TEXTO APRESENTADO
|---|
O filho do chefe veio ao acampamento de Peters e colocou-se "sem qualquer
embaraço" à entrada da sua tenda. "Quando lhe ordenei
que se retirasse, ele reagiu com um sorriso aberto e, sem qualquer
perturbação, deixou-se ficar onde estava."
Peters ordena então que ele seja chicoteado com o chicote de pele de
hipopótamo. Ao ouvirem os seus gritos, os guerreiros vagogos acorrem
para tentarem libertá-lo. Peters dispara "sobre o amontoado" e
mata um deles.
Meia hora mais tarde, o Sultão envia um mensageiro com um pedido de paz.
A resposta de Peters: "O Sultão terá paz, mas paz eterna. Eu
demonstrarei aos vagogos quem são os alemães! Saquearemos as
aldeias, incendiaremos as casas e arrasaremos tudo o que não arder."
As casas revelaram-se difíceis de queimar e tiveram de ser
destruídas à machadada. Entretanto, os vagogos juntam-se para
tentarem defender as suas casas. Peters diz aos seus homens:
"Mostrar-vos-ei que tipo de populaça temos aqui perante nós.
Ficai aqui e eu sozinho espantarei os vagogos."
Depois de pronunciar estas palavras, encaminhei-me na direcção
deles gritando hurras e centenas deles fugiram como um rebanho de ovelhas.
De modo nenhum menciono isto para indicar que as nossas circunstâncias
eram de alguma forma heróicas, mas somente para demonstrar que tipo de
pessoas são estes africanos em geral e a ideia exagerada que se faz na
Europa das suas capacidades de combate e dos meios requeridos para a sua
supressão.
Por volta das três horas, avancei para sul em direcção
às outras aldeias. O mesmo espectáculo por todo o lado!
Após uma breve resistência, os vagogos fugiram, foram
lançadas tochas para dentro das casas e os machados fizeram o
serviço de que o fogo não era capaz. Assim, às quatro e
meia, doze aldeias tinham sido dizimadas... A minha arma estava tão
quente de tantos disparos que mal conseguia segurá-la nas mãos.
|---|
TAREFAS ESCRITAS
1) No relato sobre Peters e os vagogos, quantas aldeias tinham sido dizimadas às quatro e meia?
2) Reproduza palavra por palavra o trecho do relato sobre Peters e os vagogos que começa com as palavras que contêm "Peters ordena então" e termina com "aqui perante nós.".
3) Prolongue o relato sobre Peters e os vagogos a partir da última frase apresentada.

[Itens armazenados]
|---|
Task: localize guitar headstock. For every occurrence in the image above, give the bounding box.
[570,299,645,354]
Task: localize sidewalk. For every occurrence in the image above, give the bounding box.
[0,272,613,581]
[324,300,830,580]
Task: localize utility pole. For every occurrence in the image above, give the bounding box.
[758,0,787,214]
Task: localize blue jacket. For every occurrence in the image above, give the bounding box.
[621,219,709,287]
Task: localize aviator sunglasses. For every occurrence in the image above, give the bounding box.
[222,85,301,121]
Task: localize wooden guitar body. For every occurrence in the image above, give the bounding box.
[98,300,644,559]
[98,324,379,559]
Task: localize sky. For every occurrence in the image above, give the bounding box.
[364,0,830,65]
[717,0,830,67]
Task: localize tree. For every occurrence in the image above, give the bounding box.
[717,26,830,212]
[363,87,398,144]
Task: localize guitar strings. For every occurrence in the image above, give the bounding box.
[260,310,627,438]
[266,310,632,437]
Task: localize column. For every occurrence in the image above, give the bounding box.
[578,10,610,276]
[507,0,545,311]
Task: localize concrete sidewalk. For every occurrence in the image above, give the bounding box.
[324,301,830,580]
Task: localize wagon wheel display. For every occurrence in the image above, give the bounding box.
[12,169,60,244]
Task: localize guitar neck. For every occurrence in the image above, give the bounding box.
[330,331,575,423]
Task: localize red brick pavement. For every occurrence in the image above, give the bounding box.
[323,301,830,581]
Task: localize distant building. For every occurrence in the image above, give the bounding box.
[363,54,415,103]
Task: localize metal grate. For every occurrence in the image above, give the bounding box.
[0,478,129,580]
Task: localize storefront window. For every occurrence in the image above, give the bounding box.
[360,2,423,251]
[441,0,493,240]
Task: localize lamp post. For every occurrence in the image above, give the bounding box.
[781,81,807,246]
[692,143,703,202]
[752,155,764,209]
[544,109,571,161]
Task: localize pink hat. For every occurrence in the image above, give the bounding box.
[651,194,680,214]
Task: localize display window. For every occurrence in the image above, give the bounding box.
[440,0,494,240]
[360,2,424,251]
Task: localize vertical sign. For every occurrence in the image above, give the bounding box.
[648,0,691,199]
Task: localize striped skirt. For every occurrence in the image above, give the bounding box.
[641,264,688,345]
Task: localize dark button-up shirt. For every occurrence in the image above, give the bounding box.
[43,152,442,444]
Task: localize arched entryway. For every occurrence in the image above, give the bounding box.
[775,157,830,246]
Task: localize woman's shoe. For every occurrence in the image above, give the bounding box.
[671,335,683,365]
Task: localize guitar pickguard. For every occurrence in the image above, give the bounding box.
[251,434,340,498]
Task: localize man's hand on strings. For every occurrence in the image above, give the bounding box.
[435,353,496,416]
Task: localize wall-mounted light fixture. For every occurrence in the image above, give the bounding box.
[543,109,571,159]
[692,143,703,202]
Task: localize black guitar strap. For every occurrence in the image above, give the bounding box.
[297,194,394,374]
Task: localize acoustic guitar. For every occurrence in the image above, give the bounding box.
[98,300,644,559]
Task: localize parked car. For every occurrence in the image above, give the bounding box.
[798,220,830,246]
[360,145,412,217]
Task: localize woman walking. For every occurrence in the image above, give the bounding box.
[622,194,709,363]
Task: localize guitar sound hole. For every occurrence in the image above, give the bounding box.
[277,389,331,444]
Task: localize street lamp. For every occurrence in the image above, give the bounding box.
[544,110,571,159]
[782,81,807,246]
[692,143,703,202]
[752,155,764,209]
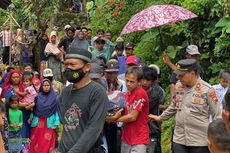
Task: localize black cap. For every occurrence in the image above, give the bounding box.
[173,59,197,75]
[65,47,92,62]
[94,37,105,44]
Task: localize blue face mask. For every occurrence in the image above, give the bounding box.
[64,68,85,83]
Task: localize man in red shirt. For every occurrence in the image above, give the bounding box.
[107,66,149,153]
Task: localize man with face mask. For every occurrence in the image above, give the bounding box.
[58,48,108,153]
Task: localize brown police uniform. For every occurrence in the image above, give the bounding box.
[160,78,220,146]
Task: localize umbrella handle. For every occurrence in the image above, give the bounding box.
[157,27,163,51]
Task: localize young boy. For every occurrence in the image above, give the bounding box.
[207,119,230,153]
[141,66,161,153]
[107,66,149,153]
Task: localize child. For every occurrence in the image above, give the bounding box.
[18,75,37,110]
[107,66,149,153]
[207,119,230,153]
[6,95,23,152]
[0,102,9,150]
[28,79,60,153]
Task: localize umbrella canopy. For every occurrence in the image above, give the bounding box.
[121,5,197,35]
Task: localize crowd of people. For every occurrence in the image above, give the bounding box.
[0,25,230,153]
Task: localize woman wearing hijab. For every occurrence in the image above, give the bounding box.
[1,70,24,100]
[45,32,63,82]
[1,70,31,138]
[29,79,60,153]
[70,30,89,50]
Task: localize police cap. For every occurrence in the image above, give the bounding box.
[173,59,197,75]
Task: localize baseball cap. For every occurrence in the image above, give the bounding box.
[64,24,71,30]
[125,42,134,48]
[105,59,119,72]
[186,45,200,55]
[89,63,103,79]
[173,59,197,75]
[125,55,138,65]
[94,37,105,44]
[65,47,92,62]
[43,68,54,77]
[50,31,57,37]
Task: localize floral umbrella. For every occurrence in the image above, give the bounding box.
[121,5,197,35]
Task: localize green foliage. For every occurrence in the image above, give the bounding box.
[90,0,230,153]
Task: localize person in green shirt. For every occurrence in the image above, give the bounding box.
[6,95,23,152]
[91,37,114,61]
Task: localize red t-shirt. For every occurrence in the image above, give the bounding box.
[122,88,149,145]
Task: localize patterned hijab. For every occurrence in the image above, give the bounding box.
[34,79,57,117]
[1,69,24,100]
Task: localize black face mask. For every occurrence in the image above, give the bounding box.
[64,68,85,83]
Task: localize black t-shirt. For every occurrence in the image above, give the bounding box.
[170,63,204,84]
[58,36,74,53]
[58,82,109,153]
[147,88,160,137]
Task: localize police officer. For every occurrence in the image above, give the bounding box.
[149,59,219,153]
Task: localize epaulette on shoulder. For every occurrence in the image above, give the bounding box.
[201,80,212,89]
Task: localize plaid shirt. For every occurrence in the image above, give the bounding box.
[0,30,12,47]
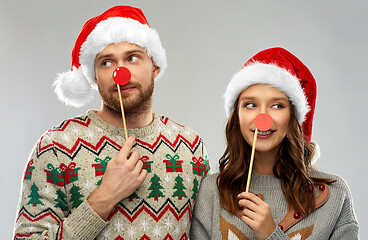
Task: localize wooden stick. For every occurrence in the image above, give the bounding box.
[245,128,258,192]
[116,84,128,140]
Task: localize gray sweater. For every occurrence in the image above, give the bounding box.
[190,171,359,240]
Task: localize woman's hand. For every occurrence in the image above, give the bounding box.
[238,192,276,240]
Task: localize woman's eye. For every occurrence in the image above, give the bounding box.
[245,103,257,108]
[128,56,138,62]
[102,61,112,67]
[272,104,284,109]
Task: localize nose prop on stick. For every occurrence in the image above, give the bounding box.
[112,67,131,140]
[245,113,273,192]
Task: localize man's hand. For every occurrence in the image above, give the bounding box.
[87,136,147,220]
[238,192,276,240]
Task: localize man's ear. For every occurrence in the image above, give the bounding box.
[153,65,161,79]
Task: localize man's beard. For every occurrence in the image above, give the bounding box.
[98,79,154,115]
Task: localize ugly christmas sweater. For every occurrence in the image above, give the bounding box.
[14,111,210,240]
[190,171,359,240]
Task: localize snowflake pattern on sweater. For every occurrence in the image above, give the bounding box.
[14,111,210,240]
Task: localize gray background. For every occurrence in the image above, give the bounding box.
[0,0,368,239]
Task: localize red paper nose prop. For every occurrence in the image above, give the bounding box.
[254,113,273,131]
[112,67,131,85]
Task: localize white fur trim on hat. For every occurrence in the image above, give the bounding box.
[53,67,93,107]
[224,62,310,124]
[311,142,321,165]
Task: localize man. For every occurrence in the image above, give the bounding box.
[14,6,209,240]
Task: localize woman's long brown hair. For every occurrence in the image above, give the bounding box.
[217,100,334,216]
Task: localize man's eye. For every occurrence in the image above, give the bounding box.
[245,103,257,108]
[102,61,112,67]
[272,104,284,109]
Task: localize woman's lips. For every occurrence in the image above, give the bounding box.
[252,129,276,139]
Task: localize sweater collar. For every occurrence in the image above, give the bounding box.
[87,110,160,138]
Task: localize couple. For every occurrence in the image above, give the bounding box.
[14,6,358,239]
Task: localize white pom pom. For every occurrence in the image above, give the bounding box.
[53,67,93,107]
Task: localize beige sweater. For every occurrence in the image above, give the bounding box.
[14,111,209,240]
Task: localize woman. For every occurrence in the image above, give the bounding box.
[190,48,359,240]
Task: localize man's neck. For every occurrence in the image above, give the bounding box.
[97,104,153,128]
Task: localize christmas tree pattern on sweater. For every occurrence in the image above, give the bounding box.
[14,111,210,240]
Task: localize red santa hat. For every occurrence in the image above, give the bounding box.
[53,6,167,107]
[224,47,317,141]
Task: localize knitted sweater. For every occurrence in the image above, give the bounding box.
[190,171,359,240]
[14,111,209,240]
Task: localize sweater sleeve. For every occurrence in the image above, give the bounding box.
[13,133,107,240]
[190,175,214,240]
[330,179,359,240]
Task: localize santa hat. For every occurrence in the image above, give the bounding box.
[53,6,167,107]
[224,47,317,141]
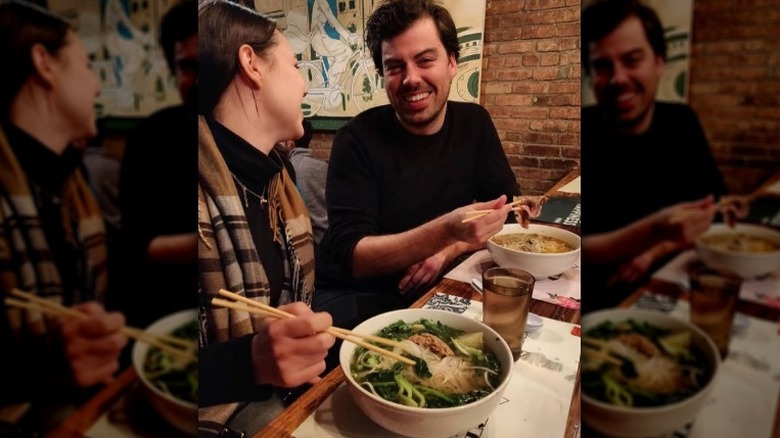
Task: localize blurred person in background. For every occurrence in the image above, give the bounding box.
[0,1,127,430]
[581,0,726,312]
[198,0,335,436]
[108,0,198,327]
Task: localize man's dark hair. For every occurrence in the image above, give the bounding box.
[581,0,666,72]
[295,119,314,149]
[160,0,198,73]
[366,0,460,75]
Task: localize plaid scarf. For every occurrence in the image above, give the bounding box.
[198,117,314,434]
[0,125,108,338]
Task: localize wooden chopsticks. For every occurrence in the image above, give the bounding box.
[460,199,528,224]
[211,289,415,365]
[5,289,197,361]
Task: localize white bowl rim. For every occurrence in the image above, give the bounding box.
[580,308,721,415]
[131,308,198,409]
[695,222,780,259]
[487,224,582,258]
[339,308,514,413]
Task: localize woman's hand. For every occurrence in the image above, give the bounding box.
[252,302,336,388]
[60,302,127,387]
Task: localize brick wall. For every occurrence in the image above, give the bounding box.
[311,0,580,195]
[689,0,780,193]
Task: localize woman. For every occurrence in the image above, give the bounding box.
[198,1,334,433]
[0,1,127,418]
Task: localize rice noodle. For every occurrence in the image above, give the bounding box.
[368,340,492,394]
[490,233,574,253]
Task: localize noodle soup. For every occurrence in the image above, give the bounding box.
[701,232,780,253]
[350,318,501,408]
[490,233,575,254]
[143,320,198,404]
[339,309,514,438]
[582,319,712,408]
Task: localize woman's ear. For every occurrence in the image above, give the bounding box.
[238,44,263,88]
[30,44,54,88]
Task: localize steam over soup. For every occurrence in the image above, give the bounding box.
[350,318,501,408]
[582,319,712,407]
[490,233,574,253]
[701,233,780,252]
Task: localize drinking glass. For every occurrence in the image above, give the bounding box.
[688,266,742,359]
[482,267,536,361]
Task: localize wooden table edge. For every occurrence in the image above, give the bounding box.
[46,365,138,438]
[616,278,780,438]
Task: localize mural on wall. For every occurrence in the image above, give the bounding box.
[582,0,693,106]
[254,0,485,118]
[48,0,180,117]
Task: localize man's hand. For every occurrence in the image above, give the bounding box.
[718,195,753,228]
[252,302,336,388]
[512,196,547,228]
[448,195,512,244]
[398,251,447,295]
[60,302,127,387]
[654,196,718,246]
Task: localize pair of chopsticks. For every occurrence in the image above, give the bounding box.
[460,199,528,224]
[211,289,416,365]
[5,289,197,361]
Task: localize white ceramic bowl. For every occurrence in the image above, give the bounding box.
[695,223,780,278]
[339,309,514,438]
[582,309,720,437]
[487,224,581,279]
[132,309,198,435]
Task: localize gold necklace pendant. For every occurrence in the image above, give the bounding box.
[230,172,268,208]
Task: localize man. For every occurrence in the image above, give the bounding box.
[113,0,198,327]
[581,0,726,308]
[313,0,520,327]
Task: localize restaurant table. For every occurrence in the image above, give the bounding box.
[47,168,580,438]
[254,278,580,438]
[254,168,580,438]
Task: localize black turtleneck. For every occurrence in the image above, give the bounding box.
[3,120,87,305]
[208,119,284,307]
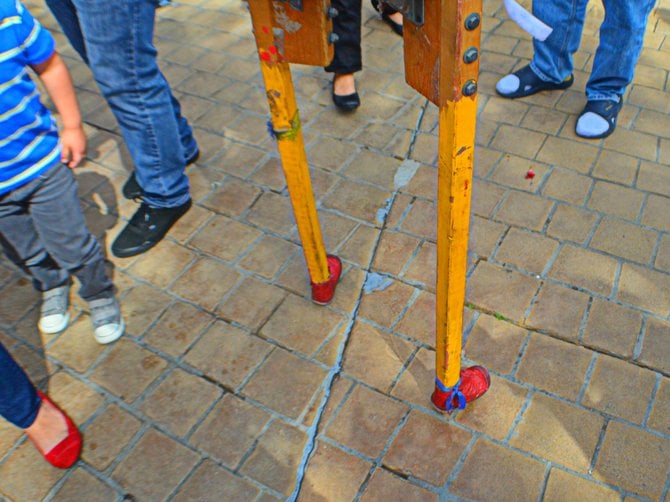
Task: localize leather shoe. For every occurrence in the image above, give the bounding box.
|---|
RESPOSTAS
1) Doze aldeias.

2)
Peters ordena então que ele seja chicoteado com o chicote de pele de
hipopótamo. Ao ouvirem os seus gritos, os guerreiros vagogos acorrem
para tentarem libertá-lo. Peters dispara "sobre o amontoado" e
mata um deles.
Meia hora mais tarde, o Sultão envia um mensageiro com um pedido de paz.
A resposta de Peters: "O Sultão terá paz, mas paz eterna. Eu
demonstrarei aos vagogos quem são os alemães! Saquearemos as
aldeias, incendiaremos as casas e arrasaremos tudo o que não arder."
As casas revelaram-se difíceis de queimar e tiveram de ser
destruídas à machadada. Entretanto, os vagogos juntam-se para
tentarem defender as suas casas. Peters diz aos seus homens:
"Mostrar-vos-ei que tipo de populaça temos aqui perante nós.

3)
Antes de deixar as aldeias, Peters faz saber aos vagogos que agora já o
conhecem um pouco melhor. Tenciona permanecer ali enquanto um deles estiver
vivo, qualquer aldeia ainda de pé ou um só boi por levar.
O Sultão pede então que lhe diga quais são as suas
condições de paz.
"Diga ao Sultão que não desejo fazer um acordo de paz com
ele. Os vagogos são mentirosos e devem ser eliminados da face da terra.
Mas se o Sultão deseja ser escravo dos alemães, então ele
e o seu povo talvez sejam autorizados a viver."
Ao amanhecer, o Sultão envia trinta e seis bois e outras oferendas.
"Deixei-me então persuadir a conceder-lhe um tratado pelo qual ele
fosse colocado sob supremacia alemã."
Auxiliadas por estas novas armas, as conquistas coloniais tornaram-se uma
pechincha sem precedentes. Em muitos casos, as despesas limitavam-se
praticamente aos cartuchos necessários para a carnificina.
Carl Peters foi nomeado comissário alemão das zonas que tinha
conquistado. Na Primavera de 1897, foi levado a tribunal em Berlim. O seu
julgamento provocou um escândalo e atraiu grande atenção,
até mesmo na imprensa britânica. Foi condenado pelo
assassínio de uma amante negra. O que estava de facto a ser condenado
não era o assassínio, mas a relação sexual. Os
inúmeros crimes que Peters tinha cometido durante a conquista da
colónia alemã da África Oriental eram considerados
bastante naturais e não foram punidos.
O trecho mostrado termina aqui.